I had received a text from an old Baltimore friend, also making his first Derby appearance, that he had tickets for us in “The Mansion’’ for what they call “Thurby.’’

The Mansion is at the very top of the grandstand, overlooking the finish line, with the Twin Spires well below and off to the side. It was the site of the press box from 2005 until 2012 until management realized they were giving away seats that they could sell for huge money. So, beginning in 2013, the press area was moved to the ground floor and the swells inhabited “The Mansion’’ on Oaks and Derby Days, for prices, I am told, in excess of five figures.

 But we got to pretend for a day and enjoyed the ambience, the company and the great view. Went to the paddock and trackside to watch Scott Lake run a 2-year-old. The horse did about as well as we did at the betting windows over the weekend.

 Said goodbye to “The Mansion’’ and headed for Lou Vino, a restaurant where we going to meet old friend Trish Bowman, once an information staple on LGR when she wasn’t working for trainer Kate Demasi or going to college, now in her first month as a steward at Horseshoe Indianapolis, about 90 minutes way. It was one of those nights you don’t want to end, lots of stories, solutions to racing issues that we would love to see implemented, the best food of the week.

 Slept in on Friday morning, getting ready for Oaks Day. On the way to the track, Dani found out Ethereal Road had been scratched from the Derby, opening a stall for a horse I had not even bothered to look at and frankly had never heard of. I looked at the past performances of Rich Strike for exactly five seconds and said “no chance.’’

Got to the track early afternoon, watched the races from a section in the old grandstand (not far from the media area) and cashed no tickets.

Was thrilled to see D. Wayne Lukas win the Oaks with Secret Oath, exactly 40 years after he won his first Oaks. Has to be the oldest (86) trainer to win a Grade I. Congratulated Wayne and said “see you at Parx in September.’’

Dinner with the DRF guys, Jay Privman, Mike Welsch and Dave Grening at Impellizzeri’s, the wonderful Pizza joint on Bardstown Road. You will not find three shaper people in racing and we soaked up as much knowledge as we could.

My best friend in the media business, Dana O’Neil, who arrived in town Friday afternoon, was staying in the same hotel complex and offered to ride us to the track Saturday where she had a stable area parking pass. We cruised into Churchill late morning, wandered through one tunnel, passed through the infield and then hit the second tunnel to the frontside. And our Derby Day began.

Saw some races from the grandstand seats. Dani went to the paddock and hung out with the owners of the wonderful Pennsylvania bred filly Just One Time before she ran in the $750,000 Derby City Distaff. I was up in the Jockey Club Suites talking to some high rollers who had flown in for the day from a Mississippi casino. Just One Time finished third, beaten by what I thought was a dead rail as much as the other horses.

- **Material provided**:
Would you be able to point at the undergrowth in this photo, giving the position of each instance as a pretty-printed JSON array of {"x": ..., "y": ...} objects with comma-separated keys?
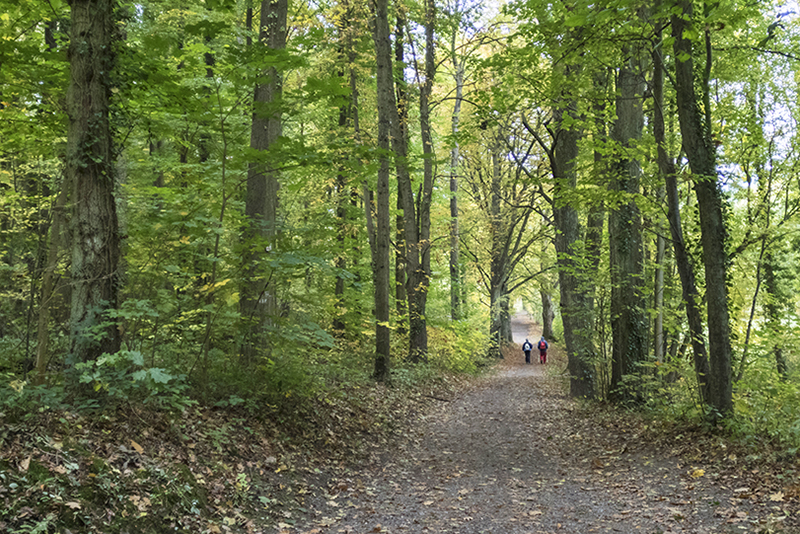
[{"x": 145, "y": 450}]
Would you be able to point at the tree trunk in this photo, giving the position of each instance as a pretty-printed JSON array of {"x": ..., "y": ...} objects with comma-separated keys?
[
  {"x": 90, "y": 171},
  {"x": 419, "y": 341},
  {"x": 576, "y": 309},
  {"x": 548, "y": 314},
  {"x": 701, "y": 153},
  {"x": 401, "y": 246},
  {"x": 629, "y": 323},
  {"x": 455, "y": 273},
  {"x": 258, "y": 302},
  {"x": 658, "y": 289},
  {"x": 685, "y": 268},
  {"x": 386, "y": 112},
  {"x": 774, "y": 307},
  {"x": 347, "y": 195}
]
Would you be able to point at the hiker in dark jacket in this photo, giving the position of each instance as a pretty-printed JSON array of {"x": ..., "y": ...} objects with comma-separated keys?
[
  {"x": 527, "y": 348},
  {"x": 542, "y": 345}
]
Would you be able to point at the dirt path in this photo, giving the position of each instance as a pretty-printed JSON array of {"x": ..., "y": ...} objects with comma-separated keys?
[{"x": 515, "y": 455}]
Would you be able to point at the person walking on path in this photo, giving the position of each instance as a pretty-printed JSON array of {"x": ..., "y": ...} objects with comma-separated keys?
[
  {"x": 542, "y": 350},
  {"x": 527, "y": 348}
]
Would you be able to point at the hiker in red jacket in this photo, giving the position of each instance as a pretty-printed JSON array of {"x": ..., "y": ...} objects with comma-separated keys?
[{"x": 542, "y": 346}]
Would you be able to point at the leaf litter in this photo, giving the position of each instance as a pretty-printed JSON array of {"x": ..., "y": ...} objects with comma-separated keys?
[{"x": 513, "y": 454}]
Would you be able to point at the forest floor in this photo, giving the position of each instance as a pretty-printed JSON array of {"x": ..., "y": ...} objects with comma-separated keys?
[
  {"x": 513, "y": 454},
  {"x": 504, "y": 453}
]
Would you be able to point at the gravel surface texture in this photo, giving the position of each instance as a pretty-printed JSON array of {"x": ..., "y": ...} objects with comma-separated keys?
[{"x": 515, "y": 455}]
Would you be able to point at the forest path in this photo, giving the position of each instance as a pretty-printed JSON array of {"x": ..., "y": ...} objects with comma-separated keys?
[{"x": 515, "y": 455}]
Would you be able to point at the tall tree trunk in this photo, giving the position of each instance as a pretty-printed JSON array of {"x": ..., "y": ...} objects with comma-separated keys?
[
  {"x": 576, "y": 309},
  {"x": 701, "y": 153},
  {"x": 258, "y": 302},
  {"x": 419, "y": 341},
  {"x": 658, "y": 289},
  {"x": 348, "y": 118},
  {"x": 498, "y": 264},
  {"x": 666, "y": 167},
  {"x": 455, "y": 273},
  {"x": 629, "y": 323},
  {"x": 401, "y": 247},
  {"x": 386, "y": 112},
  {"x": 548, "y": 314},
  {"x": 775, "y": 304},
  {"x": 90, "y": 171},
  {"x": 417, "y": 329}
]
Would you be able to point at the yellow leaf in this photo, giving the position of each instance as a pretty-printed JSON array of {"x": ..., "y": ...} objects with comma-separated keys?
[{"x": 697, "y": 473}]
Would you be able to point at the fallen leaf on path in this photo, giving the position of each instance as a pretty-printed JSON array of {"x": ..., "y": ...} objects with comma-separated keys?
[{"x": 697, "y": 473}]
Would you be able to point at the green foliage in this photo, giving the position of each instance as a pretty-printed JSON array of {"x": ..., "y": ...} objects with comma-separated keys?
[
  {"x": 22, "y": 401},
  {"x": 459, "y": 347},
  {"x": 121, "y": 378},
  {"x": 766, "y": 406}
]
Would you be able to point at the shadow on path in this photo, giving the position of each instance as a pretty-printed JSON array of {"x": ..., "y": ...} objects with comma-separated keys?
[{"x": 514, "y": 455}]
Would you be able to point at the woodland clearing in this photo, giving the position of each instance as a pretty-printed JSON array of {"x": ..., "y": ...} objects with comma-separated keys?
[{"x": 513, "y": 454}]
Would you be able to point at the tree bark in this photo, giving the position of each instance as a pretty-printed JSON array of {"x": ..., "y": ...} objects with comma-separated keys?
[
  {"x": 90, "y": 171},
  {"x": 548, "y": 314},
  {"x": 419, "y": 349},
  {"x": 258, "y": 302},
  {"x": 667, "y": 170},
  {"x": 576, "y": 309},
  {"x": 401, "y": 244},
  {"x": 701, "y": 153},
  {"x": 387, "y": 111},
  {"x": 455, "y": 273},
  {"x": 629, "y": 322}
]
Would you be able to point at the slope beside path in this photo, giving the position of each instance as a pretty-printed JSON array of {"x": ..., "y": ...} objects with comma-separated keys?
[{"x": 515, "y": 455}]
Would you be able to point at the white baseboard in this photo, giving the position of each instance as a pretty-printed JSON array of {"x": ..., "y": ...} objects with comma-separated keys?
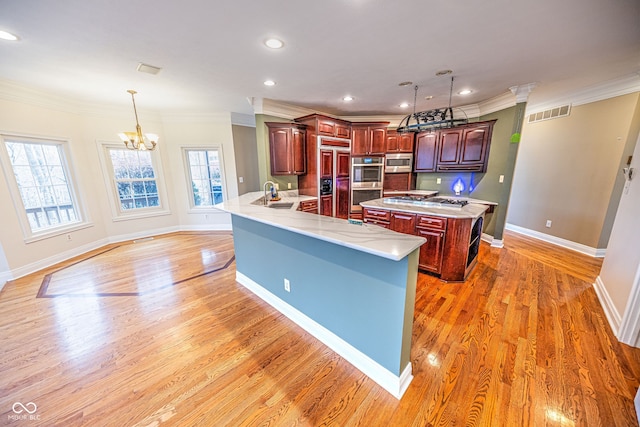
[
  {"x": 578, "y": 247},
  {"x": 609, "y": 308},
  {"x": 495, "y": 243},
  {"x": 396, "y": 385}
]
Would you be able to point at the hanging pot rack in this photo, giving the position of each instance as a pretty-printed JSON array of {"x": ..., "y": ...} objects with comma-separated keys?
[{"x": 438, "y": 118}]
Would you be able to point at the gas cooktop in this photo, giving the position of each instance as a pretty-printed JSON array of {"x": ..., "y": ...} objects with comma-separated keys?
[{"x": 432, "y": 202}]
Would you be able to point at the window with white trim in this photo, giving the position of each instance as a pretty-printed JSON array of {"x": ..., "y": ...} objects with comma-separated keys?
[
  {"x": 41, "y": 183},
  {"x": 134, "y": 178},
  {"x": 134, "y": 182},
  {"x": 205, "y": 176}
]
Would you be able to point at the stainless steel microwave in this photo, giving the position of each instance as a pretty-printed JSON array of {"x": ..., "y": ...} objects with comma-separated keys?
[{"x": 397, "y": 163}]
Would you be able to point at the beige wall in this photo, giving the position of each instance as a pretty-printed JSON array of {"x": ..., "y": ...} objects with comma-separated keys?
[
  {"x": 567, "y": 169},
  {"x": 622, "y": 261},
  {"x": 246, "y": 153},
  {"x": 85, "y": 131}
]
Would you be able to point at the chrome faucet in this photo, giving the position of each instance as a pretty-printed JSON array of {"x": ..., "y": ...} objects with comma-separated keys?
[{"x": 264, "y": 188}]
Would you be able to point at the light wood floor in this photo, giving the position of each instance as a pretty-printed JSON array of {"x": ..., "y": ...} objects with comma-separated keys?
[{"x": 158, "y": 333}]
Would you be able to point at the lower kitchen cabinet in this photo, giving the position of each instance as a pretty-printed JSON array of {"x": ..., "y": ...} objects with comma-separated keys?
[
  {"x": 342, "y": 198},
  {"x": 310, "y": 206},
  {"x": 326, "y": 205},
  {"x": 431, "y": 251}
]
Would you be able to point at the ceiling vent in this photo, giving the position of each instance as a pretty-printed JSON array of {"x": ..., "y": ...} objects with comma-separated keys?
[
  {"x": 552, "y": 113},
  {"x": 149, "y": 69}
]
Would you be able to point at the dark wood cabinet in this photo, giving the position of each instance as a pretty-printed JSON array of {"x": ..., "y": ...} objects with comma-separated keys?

- **Work to complete**: Write the next part of the Derby week diary, starting right after its last sentence. The material above comes from a separate source.

- **Output for this exercise**:
Time, which usually seems to stand still, on Derby Day, was flying by, just like the entire week. We saw the great Jackie’s Warrior, winner of the Gallant Bob last September at Parx, crush the field in the Churchill Downs Stakes.

 All the Derby bets were in (I liked Epicenter, Dani liked Mo Donegal) and suddenly, it was time. Philly-area native Kevin Kerstein, Publicity Manager at Churchill Downs, had invited us to watch the Derby from the Turf Course, near the winner’s circle that is used just once all year, for the Derby winner. First, we stopped where the horses step off the track after the walkover and head down the tunnel to the paddock. It was something I had never seen. Chaos would not do it justice, but somehow humans and horses all got through and we were off to the grass.

 The view from the turf course is quite different. I had never been out there either. You look back at the massive grandstand, buildings rising far above the Twin Spires, people everywhere you can see, the horses finally emerging, the post parade right in front  of us, the minutes ticking down.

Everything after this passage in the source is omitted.